─── Text extract

The Kite RunnerThe Kite Runner by Khaled Hosseini
My rating: 4 of 5 stars

‘The Kite Runner’ had been sitting on my TBR list for years. I kept putting it off because while I was sure that it would be a fantastic book, it isn’t the type of smutty romance that I usually read. I knew that I’d have to be in the right kind of mood to read it. Finally, I found myself wanting to read something a little different to break me out of a reading rut and I downloaded the Audible version of ‘The Kite Runner’ and started listening.

As expected, this book was nothing like my usual love stories. This book is the type of book that makes you think about your life and reevaluate your values and what you think you know. It is the type of book that makes you question what you’d do in a given situation if the tables were turned.

If you’re like me, and have always been blessed to live in a country where you’ve never experienced the brutality and terror of warfare firsthand, this book serves as a reminder of how lucky you truly are. As a woman, and a mother of two daughters, I cannot begin to express how grateful I am that I was born in a country where women are treated as equals. Sure, there are still some inequalities. However, when I think of how women are treated in many other regions of the world, I am incredibly thankful to have the freedoms that I do.

I won’t rehash this story, because it’s been done a million times already and I don’t think there’s anything I could say that hasn’t been said already. However, I will say that this was a wonderful book. It was grim, brutal and depressing, but also beautiful at times. It was emotional and infuriating, but you can’t say that you didn’t “feel” while reading this one. I experienced a full range of emotions.

In the end, it grounded me and put all of my petty gripes into perspective. We all need to be reminded of how blessed we are at times. I highly recommend this book to anyone that is looking for an emotional and enlightening story.

──────

> _Required task 1_:
Repeat word for word the lines of the listing below, from the line containing "Task: locate the man." through the end of the listing, inclusive.
The book review and the listing that follows it are unrelated materials.

─── Material supplied

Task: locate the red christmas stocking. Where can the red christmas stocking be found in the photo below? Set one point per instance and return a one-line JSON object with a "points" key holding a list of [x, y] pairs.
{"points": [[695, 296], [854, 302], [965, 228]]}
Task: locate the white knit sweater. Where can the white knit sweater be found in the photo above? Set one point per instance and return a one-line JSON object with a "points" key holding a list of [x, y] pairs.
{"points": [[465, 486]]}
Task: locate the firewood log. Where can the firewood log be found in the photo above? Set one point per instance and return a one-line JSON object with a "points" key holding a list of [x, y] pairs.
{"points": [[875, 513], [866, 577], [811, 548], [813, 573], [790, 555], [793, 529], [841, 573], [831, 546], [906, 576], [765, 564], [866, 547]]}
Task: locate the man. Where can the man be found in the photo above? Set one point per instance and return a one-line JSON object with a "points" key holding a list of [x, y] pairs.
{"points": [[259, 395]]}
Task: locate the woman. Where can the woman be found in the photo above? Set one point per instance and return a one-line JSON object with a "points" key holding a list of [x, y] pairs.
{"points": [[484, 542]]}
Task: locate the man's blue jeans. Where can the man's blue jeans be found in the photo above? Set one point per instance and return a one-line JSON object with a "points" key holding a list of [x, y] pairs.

──────

> _Required task 2_:
Reproduce verbatim the passage of the book review between "The Kite RunnerThe" and "tables were turned.", inclusive.

> _Reply 1_:
Task: locate the man. Where can the man be found in the photo above? Set one point per instance and return a one-line JSON object with a "points" key holding a list of [x, y] pairs.
{"points": [[259, 395]]}
Task: locate the woman. Where can the woman be found in the photo above? Set one point per instance and return a one-line JSON object with a "points" key holding a list of [x, y] pairs.
{"points": [[484, 542]]}
Task: locate the man's blue jeans. Where can the man's blue jeans be found in the photo above? Set one point per instance and return a one-line JSON object with a "points" key holding a list of [x, y] pairs.

> _Reply 2_:
The Kite RunnerThe Kite Runner by Khaled Hosseini
My rating: 4 of 5 stars

‘The Kite Runner’ had been sitting on my TBR list for years. I kept putting it off because while I was sure that it would be a fantastic book, it isn’t the type of smutty romance that I usually read. I knew that I’d have to be in the right kind of mood to read it. Finally, I found myself wanting to read something a little different to break me out of a reading rut and I downloaded the Audible version of ‘The Kite Runner’ and started listening.

As expected, this book was nothing like my usual love stories. This book is the type of book that makes you think about your life and reevaluate your values and what you think you know. It is the type of book that makes you question what you’d do in a given situation if the tables were turned.